_Given information_.

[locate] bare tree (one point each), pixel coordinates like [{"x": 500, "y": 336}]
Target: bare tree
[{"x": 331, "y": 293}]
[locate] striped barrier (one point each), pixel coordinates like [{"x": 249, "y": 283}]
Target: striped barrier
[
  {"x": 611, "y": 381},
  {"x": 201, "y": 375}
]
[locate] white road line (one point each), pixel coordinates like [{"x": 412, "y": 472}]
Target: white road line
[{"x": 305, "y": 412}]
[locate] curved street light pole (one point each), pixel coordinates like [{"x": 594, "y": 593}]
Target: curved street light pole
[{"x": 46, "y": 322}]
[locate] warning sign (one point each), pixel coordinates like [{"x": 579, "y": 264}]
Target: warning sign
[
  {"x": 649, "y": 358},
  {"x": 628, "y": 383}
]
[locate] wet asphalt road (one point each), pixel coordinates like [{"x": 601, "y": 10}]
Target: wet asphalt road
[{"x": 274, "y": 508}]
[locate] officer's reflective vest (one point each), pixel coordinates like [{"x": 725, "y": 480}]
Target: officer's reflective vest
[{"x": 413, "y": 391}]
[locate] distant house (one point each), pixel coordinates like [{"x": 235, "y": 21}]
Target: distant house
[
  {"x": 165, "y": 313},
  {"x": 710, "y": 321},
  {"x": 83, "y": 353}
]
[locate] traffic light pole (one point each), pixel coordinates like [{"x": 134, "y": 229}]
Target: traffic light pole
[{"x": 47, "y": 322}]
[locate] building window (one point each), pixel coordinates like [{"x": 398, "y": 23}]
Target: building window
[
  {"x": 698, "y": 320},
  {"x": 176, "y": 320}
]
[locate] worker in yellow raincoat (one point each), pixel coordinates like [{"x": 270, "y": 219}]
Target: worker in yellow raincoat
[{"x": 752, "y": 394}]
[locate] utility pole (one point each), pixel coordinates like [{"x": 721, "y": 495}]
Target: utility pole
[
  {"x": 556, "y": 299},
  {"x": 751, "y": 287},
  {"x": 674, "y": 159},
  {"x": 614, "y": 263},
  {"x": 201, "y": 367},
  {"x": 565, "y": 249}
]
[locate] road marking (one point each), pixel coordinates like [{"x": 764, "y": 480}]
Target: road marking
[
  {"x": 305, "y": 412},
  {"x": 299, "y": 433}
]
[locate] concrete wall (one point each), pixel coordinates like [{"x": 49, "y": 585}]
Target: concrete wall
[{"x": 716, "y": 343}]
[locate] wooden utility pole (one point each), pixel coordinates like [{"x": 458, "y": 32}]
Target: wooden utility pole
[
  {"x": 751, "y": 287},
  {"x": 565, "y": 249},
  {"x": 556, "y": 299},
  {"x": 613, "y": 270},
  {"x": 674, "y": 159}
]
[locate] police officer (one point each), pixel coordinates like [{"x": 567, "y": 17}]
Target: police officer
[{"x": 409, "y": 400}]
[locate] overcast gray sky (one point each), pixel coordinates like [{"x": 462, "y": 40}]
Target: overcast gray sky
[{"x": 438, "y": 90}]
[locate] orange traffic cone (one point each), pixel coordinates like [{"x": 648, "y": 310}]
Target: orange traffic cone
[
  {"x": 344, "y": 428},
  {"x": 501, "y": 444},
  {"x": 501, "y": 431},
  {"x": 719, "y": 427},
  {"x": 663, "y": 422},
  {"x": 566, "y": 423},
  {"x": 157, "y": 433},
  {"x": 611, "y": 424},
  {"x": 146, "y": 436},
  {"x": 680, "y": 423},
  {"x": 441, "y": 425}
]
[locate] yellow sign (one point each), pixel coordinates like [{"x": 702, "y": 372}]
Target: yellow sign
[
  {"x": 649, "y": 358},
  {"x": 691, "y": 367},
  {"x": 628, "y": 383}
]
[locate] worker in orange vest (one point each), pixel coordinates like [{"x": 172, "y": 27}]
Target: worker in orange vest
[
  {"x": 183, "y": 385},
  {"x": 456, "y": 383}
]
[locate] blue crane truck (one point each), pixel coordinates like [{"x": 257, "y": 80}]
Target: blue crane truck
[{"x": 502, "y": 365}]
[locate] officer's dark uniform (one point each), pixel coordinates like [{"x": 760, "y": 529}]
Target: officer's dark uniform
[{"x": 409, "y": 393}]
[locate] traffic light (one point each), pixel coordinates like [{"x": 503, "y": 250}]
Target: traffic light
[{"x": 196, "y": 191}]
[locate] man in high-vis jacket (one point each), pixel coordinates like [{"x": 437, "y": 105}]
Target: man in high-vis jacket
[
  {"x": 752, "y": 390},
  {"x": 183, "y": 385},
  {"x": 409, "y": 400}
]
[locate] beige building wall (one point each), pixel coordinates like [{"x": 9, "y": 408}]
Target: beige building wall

_Task statement_. Extract the listing in its entirety, matching it exactly.

_Result of the task_.
[locate] bare tree (one point each), pixel coordinates like [{"x": 500, "y": 336}]
Target: bare tree
[{"x": 331, "y": 293}]
[locate] striped barrier (one point each), pixel coordinates like [{"x": 249, "y": 283}]
Target: striped barrier
[
  {"x": 611, "y": 381},
  {"x": 201, "y": 375}
]
[locate] white road line (one point each), pixel coordinates like [{"x": 412, "y": 472}]
Target: white road line
[{"x": 305, "y": 412}]
[locate] curved street light pole (one point each), pixel coordinates like [{"x": 594, "y": 593}]
Target: curved street light pole
[{"x": 46, "y": 322}]
[locate] warning sign (one point each), pixel coordinates like [{"x": 579, "y": 264}]
Target: warning sign
[
  {"x": 649, "y": 358},
  {"x": 628, "y": 383}
]
[locate] wet asphalt road (one point each), pixel coordinates like [{"x": 601, "y": 10}]
Target: wet asphalt road
[{"x": 274, "y": 508}]
[locate] officer's reflective vest (one point each), pixel coordinates like [{"x": 725, "y": 480}]
Target: officer's reflective vest
[{"x": 413, "y": 391}]
[locate] distant house (one point each), pixel coordinates like [{"x": 235, "y": 21}]
Target: distant house
[
  {"x": 165, "y": 313},
  {"x": 710, "y": 321},
  {"x": 83, "y": 353}
]
[locate] traffic light pole (one point each), pixel coordinates like [{"x": 134, "y": 229}]
Target: traffic light pole
[{"x": 47, "y": 322}]
[locate] building window (one point each), pixel coordinates like [{"x": 398, "y": 23}]
Target: building window
[
  {"x": 698, "y": 320},
  {"x": 176, "y": 320}
]
[locate] worker in yellow raincoat (one point each), pixel coordinates like [{"x": 270, "y": 219}]
Target: worker in yellow raincoat
[{"x": 752, "y": 394}]
[locate] utility pole (one point each), pixel coordinates like [{"x": 721, "y": 495}]
Target: utility pole
[
  {"x": 556, "y": 299},
  {"x": 751, "y": 287},
  {"x": 674, "y": 159},
  {"x": 614, "y": 263},
  {"x": 201, "y": 367},
  {"x": 565, "y": 249}
]
[locate] road marking (one point each), pixel coordinates like [{"x": 764, "y": 480}]
Target: road marking
[
  {"x": 305, "y": 412},
  {"x": 299, "y": 433}
]
[locate] concrete wall (one point each), pixel coordinates like [{"x": 49, "y": 585}]
Target: concrete wall
[{"x": 716, "y": 343}]
[locate] wooden utility pole (one point each), pixel coordinates like [{"x": 458, "y": 32}]
Target: wooden utility pole
[
  {"x": 751, "y": 287},
  {"x": 565, "y": 249},
  {"x": 556, "y": 299},
  {"x": 613, "y": 270},
  {"x": 674, "y": 159}
]
[locate] police officer (one point each), pixel coordinates like [{"x": 567, "y": 17}]
Target: police officer
[{"x": 409, "y": 400}]
[locate] overcast gray sky (one point each), pixel coordinates like [{"x": 462, "y": 40}]
Target: overcast gray sky
[{"x": 438, "y": 90}]
[locate] orange traffic cone (one point each), pixel coordinates like [{"x": 648, "y": 310}]
Target: orange traffic cone
[
  {"x": 344, "y": 428},
  {"x": 501, "y": 444},
  {"x": 501, "y": 431},
  {"x": 719, "y": 427},
  {"x": 663, "y": 422},
  {"x": 566, "y": 423},
  {"x": 157, "y": 433},
  {"x": 611, "y": 424},
  {"x": 146, "y": 436},
  {"x": 680, "y": 423},
  {"x": 441, "y": 425}
]
[locate] yellow sign (one point each), pixel coordinates like [{"x": 702, "y": 372}]
Target: yellow sign
[
  {"x": 649, "y": 358},
  {"x": 691, "y": 367},
  {"x": 628, "y": 383}
]
[locate] worker in orange vest (one point each), pixel coordinates like [{"x": 172, "y": 27}]
Target: worker in orange vest
[
  {"x": 183, "y": 385},
  {"x": 456, "y": 383}
]
[locate] blue crane truck (one point each), pixel coordinates like [{"x": 257, "y": 80}]
Target: blue crane truck
[{"x": 502, "y": 365}]
[locate] officer's dark uniform (one point each), pixel coordinates like [{"x": 760, "y": 529}]
Target: officer's dark uniform
[{"x": 409, "y": 393}]
[locate] traffic light (one point each), pixel coordinates like [{"x": 503, "y": 250}]
Target: traffic light
[{"x": 196, "y": 191}]
[locate] man in high-vis jacket (one point each), pixel coordinates like [{"x": 437, "y": 105}]
Target: man in high-vis jacket
[
  {"x": 752, "y": 390},
  {"x": 183, "y": 385},
  {"x": 409, "y": 400}
]
[locate] beige building wall (one point each), pixel coordinates like [{"x": 9, "y": 408}]
Target: beige building wall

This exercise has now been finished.